解析が終わると、指定したディレクトリにFASTAと、リファレンスと異なる部位を示したファイル（.change）が出力される。また、--taracksもつけていれば、異なる部位を記載したbedやGC、カバレッジ、copy number variationなどのファイルも出力される。

変更箇所が記載されたpilon.cganges

f:id:kazumaxneo:20180831133820j:plain

出力解説

https://github.com/broadinstitute/pilon/wiki/Output-File-Descriptions

追記

de novo assemblyで得たcontigを使えば、polishも行える。

まずショートリードをcontigにマッピングする。

▶ 実施する作業:
a) Pilonの出力を解説した本文から、「f:id:kazumaxneo:20180831133820j:plain」から「まずショートリードをcontigにマッピングする。」までの箇所を一字一句そのまま書き写してください。
b) Pilonの出力を解説した本文の続きを、末尾の文の後から書き足してください。

▶ 一覧の抜粋:
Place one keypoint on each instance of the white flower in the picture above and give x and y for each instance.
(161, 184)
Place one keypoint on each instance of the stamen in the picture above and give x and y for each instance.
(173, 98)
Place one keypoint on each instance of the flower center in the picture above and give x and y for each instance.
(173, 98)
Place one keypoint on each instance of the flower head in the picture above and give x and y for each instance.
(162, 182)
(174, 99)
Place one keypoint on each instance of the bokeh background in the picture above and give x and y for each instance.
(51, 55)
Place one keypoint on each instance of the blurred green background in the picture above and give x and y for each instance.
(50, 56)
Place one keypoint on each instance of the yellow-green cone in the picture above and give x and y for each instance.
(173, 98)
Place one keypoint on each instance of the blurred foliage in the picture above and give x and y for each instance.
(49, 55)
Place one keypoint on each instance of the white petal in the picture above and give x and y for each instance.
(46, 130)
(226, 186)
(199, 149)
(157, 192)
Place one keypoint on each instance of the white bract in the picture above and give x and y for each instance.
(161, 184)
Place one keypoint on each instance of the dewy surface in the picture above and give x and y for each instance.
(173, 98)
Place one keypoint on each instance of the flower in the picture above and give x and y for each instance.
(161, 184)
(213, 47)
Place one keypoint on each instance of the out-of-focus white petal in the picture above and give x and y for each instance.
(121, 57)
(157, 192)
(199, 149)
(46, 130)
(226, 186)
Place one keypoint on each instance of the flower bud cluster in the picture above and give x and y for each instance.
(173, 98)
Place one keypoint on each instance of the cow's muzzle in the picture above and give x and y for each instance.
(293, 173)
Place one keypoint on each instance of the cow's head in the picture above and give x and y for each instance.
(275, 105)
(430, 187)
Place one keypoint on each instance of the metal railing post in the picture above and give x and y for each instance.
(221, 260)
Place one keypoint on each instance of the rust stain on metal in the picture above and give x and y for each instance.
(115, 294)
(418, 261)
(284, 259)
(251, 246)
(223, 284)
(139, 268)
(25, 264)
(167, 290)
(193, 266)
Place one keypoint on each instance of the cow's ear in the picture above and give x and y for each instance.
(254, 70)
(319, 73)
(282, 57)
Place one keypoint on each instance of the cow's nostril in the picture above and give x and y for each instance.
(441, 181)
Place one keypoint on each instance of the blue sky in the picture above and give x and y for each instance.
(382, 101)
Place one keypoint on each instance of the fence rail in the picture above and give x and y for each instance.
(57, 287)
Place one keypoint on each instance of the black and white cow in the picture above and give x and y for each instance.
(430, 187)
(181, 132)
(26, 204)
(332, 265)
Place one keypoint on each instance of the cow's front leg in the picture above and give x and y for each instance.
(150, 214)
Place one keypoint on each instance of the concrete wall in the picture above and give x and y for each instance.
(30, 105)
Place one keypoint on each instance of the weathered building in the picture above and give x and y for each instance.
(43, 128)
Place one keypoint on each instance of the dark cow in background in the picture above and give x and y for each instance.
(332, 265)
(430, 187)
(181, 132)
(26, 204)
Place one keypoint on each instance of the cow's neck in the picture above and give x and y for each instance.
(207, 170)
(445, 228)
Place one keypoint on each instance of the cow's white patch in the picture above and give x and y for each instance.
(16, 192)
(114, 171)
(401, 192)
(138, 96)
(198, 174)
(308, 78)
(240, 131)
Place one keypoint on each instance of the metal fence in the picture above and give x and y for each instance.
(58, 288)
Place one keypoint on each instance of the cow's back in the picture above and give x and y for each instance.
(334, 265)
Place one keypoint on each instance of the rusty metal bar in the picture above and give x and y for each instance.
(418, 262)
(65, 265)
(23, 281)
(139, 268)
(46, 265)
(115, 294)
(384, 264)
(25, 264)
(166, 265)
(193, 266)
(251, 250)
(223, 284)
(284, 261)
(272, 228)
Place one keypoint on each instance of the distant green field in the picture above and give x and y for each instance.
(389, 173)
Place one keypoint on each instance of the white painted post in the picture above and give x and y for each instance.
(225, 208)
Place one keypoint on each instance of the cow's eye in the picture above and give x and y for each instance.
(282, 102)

▶ 記述による解答:
a)
f:id:kazumaxneo:20180831133820j:plain

出力解説

https://github.com/broadinstitute/pilon/wiki/Output-File-Descriptions

追記

de novo assemblyで得たcontigを使えば、polishも行える。

まずショートリードをcontigにマッピングする。

b)
#マッピング
bwa mem -t 20 contig.fasta illumina_read1.fq illumina_read2.fq |samtools view -@ 20 -bS - > aln.bam

#ソート
samtools sort -@ 20 aln.bam > aln_sorted.bam

#index
samtools index aln_sorted.bam

#ポリッシュ
java -Xmx16G -jar pilon-1.23.jar --genome racon_polished3.fasta --frags aln_sorted.bam --vcf --changes --verbose --threads 20 --outdir  polish_dir

tracks情報をigvで確認する。

cd directory/
igv -g ../ref.fa pair.bam,,pilonBadCoverage.wig,pilonChanges.wig,pilonClippedAlignments.wig,pilonCopyNumber.wig,pilonCoverage.wig,pilonDeltaCoverage.wig,pilonDipCoverage.wig,pilonGC.wig,pilonPctBad.wig,pilonPhysicalCoverage.wig,pilonPilon.bed,pilonUnconfirmed.wig,pilonWeightedMq.wig,pilonWeightedQual.wig &

リファレンスは出力ではなく、参照したレファンレンスのfastaの方を指定する。

.changesファイルの部位をIGVの窓にコピペすれば移動が速い（IGVフォーマットに対応している）。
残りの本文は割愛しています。